Sunday, October 27, 2019

What Happens When Everyone Has a CDP?


October 22 was a landmark day for the CDP industry.  We reported three significant announcements:


Each announcement follows a string of similar previous developments.

SessionM/Mastercard: most CDP acquisitions have been made by companies that are not primarily marketing software vendors. Arm (microprocessor technology) bought Treasure Data; Dun & Bradstreet (B2B data sales) bought Lattice Engines; Kabbage (small business finance) bought Radius; Anaplan (business planning) bought Mintigo; Informatica (data management) bought Allsight; Equifax (credit bureau) bought Datalicious. The exception that proves the rule is Salesforce’s purchase of Datorama, which it uses for marketing performance measurement, not as a CDP.

I believe the reason for these deals is that the buyers want to offer services that depend on unified customer data, but find it’s easier and cheaper to buy the necessary technology than to develop it internally. Note that it's truly a build/buy choice: many of the buyers already have extensive customer data management operations, so they probably could have built the systems for themselves.  They simply realized that buying was the better option.

The implications of this are substantial.  Competitors of the acquiring firms will feel pressure to offer similar services that help their clients deploy customer data.  Such services can be important tools for retaining clients, since switching customer database providers is painful at best. For CDP vendors, these deals are a promising exit path from a crowded industry which will only become more competeitive (see below).  For marketers, these deals mean their companies gain new options for access to a CDP.  This is especially true for small and mid-size businesses that might lack the resources to buy and integrate a CDP on their own.

:: Problem A ::
Please output the records below as a two-column CSV with the headers request and answer, one row for each request, putting its text and its answer each in a single quoted field with line breaks turned into spaces.

:: The data ::

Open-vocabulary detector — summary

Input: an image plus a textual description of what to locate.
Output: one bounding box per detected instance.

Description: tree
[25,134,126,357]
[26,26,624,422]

:: Problem B ::
Echo the part of the CDP post between "What Happens When" and "similar previous developments.", inclusive, word for word.

:: Full solution A ::
request,answer
"Open-vocabulary detector — summary Input: an image plus a textual description of what to locate. Output: one bounding box per detected instance. Description: tree","[25,134,126,357] [26,26,624,422]"

:: Full solution B ::
What Happens When Everyone Has a CDP?


October 22 was a landmark day for the CDP industry.  We reported three significant announcements:


Each announcement follows a string of similar previous developments.